■ THE TASK
State the number of lines in the items below that contain the string "mask". Give the number alone.

■ TASK MATERIAL
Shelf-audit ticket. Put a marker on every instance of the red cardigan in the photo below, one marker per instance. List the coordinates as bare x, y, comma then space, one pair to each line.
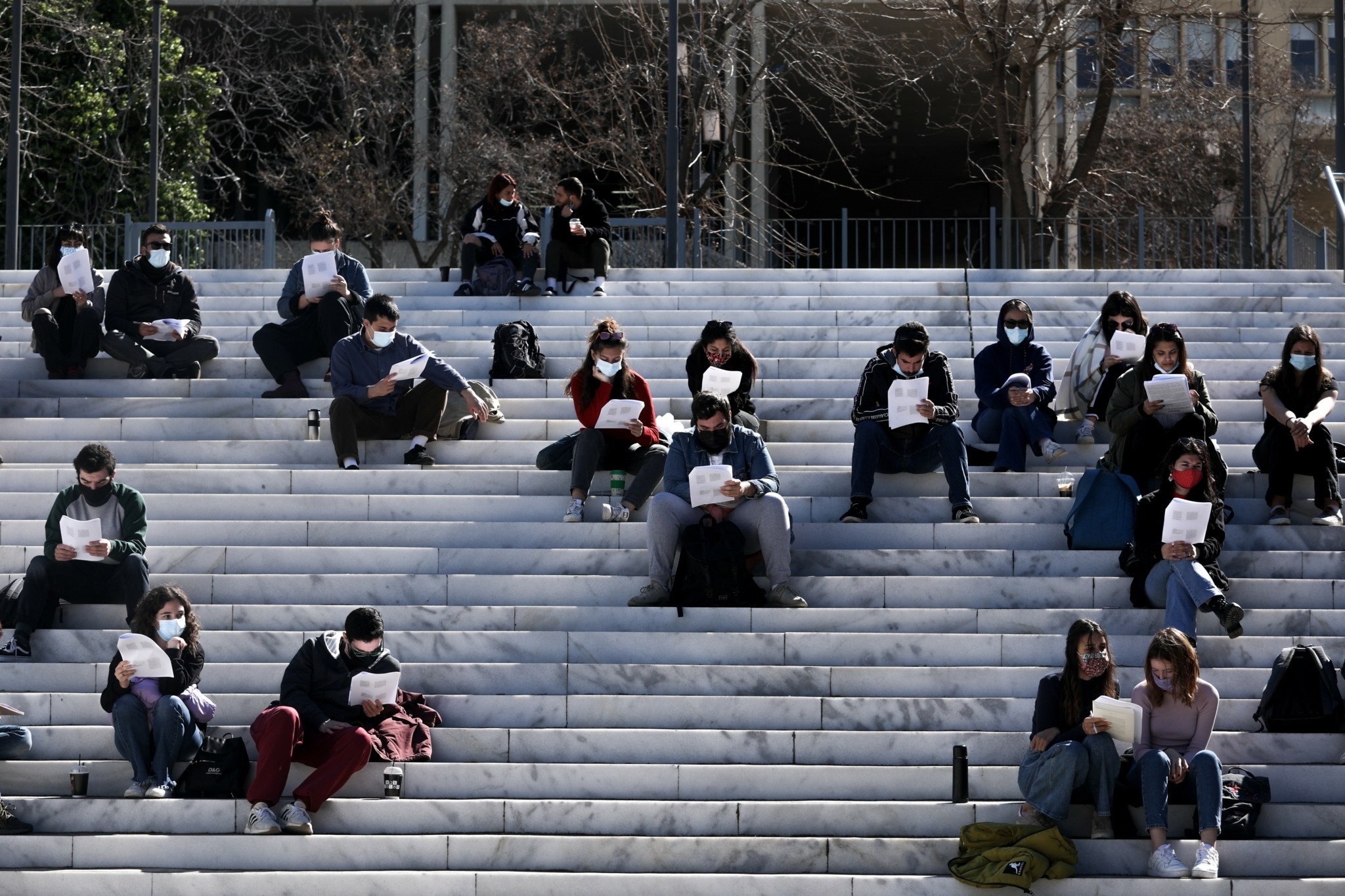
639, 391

...

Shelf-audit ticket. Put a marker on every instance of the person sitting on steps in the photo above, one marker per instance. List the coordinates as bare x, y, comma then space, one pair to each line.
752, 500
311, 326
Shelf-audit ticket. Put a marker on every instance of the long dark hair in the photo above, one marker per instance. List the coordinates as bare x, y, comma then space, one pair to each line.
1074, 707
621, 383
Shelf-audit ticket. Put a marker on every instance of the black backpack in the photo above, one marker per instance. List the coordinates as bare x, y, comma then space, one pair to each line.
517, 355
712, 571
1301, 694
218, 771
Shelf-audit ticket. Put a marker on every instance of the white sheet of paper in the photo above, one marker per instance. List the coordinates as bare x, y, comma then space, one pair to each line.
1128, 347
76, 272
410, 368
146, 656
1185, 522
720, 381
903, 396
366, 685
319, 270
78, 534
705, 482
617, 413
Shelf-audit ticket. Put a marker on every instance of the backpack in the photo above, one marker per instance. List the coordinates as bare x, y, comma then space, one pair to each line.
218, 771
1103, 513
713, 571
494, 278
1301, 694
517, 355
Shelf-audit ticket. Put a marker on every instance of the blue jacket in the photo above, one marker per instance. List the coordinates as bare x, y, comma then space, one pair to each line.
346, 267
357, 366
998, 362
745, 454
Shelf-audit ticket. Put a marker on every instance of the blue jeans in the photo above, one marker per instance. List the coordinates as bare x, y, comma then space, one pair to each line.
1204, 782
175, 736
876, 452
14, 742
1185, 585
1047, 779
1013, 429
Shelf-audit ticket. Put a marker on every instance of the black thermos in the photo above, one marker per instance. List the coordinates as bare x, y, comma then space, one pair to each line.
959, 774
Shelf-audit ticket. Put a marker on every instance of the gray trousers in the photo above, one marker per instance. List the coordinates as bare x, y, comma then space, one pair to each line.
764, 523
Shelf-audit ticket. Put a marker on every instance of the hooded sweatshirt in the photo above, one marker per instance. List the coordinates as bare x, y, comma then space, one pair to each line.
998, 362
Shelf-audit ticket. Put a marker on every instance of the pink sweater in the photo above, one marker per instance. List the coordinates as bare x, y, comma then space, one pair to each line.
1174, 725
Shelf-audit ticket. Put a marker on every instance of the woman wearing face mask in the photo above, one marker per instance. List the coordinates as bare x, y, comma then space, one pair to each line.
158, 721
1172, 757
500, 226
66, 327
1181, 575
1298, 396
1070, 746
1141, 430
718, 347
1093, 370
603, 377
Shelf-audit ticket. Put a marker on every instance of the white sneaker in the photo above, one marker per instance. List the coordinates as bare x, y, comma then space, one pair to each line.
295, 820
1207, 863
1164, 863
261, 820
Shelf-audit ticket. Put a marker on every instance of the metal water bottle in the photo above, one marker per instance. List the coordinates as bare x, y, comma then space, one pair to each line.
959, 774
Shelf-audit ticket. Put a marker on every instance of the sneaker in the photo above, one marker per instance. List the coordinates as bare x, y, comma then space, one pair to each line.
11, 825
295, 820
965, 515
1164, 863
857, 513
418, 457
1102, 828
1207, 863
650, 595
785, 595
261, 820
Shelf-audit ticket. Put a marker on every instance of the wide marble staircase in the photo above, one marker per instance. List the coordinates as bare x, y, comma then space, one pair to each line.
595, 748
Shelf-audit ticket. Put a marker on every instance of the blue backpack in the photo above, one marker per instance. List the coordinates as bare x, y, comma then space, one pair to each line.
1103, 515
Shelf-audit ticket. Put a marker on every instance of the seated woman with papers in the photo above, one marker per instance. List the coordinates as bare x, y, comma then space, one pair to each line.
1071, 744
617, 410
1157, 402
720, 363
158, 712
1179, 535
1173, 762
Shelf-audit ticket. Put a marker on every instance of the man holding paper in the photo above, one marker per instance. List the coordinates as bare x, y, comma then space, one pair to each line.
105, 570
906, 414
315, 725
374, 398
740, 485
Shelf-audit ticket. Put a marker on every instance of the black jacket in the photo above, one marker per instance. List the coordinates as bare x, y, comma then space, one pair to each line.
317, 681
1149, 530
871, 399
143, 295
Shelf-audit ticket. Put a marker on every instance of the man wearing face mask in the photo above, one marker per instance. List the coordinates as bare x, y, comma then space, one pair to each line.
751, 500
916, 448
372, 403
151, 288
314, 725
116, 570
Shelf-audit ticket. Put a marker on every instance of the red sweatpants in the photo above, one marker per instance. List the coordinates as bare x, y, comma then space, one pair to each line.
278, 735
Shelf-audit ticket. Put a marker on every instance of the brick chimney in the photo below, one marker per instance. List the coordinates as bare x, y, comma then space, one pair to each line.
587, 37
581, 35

---

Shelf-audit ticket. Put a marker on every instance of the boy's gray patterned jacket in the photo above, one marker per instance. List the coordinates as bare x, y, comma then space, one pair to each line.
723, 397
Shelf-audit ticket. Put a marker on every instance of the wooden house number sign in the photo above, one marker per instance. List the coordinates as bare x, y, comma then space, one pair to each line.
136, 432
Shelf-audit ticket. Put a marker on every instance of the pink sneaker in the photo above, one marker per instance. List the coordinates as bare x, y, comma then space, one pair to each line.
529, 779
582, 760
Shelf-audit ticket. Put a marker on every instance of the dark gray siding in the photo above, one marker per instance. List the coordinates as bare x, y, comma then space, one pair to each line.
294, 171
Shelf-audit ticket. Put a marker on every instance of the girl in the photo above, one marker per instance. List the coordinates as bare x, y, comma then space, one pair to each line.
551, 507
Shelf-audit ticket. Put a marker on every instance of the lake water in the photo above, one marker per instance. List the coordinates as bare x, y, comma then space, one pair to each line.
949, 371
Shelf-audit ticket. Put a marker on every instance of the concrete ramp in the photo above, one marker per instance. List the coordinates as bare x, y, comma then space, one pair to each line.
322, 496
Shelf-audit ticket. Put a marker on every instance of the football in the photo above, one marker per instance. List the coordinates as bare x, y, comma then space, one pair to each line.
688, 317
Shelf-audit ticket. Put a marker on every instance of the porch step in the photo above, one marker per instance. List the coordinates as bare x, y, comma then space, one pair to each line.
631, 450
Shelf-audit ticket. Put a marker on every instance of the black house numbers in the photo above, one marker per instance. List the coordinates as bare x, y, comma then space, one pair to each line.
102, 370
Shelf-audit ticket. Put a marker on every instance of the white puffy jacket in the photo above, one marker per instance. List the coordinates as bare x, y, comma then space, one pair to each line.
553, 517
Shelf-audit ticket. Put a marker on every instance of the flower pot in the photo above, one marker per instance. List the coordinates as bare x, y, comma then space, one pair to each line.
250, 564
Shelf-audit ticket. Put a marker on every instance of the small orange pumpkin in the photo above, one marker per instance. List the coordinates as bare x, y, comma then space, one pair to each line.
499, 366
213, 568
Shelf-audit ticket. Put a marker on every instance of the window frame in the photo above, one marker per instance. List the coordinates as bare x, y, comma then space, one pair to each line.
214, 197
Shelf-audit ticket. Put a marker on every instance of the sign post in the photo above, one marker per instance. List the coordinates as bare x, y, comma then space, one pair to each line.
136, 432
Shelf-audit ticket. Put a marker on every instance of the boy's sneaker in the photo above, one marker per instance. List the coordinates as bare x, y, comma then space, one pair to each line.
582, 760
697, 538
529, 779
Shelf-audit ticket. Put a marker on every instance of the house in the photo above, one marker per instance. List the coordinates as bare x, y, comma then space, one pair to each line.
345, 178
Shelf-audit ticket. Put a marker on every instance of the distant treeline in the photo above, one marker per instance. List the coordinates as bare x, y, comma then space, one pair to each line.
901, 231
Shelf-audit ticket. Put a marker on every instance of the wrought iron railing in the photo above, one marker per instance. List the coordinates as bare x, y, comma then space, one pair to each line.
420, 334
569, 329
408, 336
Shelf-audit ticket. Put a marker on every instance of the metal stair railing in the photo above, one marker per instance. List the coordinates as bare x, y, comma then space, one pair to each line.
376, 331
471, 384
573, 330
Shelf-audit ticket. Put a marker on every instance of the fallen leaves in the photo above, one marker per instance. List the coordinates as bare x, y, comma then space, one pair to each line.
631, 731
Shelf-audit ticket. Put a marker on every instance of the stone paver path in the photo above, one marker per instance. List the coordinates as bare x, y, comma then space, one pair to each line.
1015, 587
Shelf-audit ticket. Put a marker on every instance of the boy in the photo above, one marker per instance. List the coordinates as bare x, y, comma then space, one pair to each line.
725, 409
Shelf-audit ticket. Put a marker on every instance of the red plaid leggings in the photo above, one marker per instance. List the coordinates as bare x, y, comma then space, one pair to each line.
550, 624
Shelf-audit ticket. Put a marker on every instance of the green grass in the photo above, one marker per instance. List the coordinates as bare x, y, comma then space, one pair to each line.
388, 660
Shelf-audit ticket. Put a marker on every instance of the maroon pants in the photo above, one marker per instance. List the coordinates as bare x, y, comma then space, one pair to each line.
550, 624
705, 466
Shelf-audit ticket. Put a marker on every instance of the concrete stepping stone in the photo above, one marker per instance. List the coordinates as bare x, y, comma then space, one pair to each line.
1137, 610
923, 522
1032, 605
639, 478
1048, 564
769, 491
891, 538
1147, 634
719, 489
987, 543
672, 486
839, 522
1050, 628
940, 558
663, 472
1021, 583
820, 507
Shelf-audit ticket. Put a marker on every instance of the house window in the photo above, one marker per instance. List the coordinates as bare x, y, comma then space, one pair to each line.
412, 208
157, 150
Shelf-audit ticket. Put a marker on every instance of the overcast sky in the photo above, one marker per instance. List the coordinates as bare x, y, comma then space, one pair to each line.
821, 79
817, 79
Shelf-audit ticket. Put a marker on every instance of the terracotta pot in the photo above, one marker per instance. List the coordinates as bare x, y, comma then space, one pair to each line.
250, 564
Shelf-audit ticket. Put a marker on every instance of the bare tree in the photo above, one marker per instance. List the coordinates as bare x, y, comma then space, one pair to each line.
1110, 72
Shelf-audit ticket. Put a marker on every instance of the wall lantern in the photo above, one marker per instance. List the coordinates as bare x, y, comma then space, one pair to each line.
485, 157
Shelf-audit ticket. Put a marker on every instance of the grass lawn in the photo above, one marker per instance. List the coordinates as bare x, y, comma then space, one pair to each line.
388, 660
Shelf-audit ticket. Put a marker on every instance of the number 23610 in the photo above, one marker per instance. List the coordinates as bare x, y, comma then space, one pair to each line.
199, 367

■ RESULT OF THIS TASK
2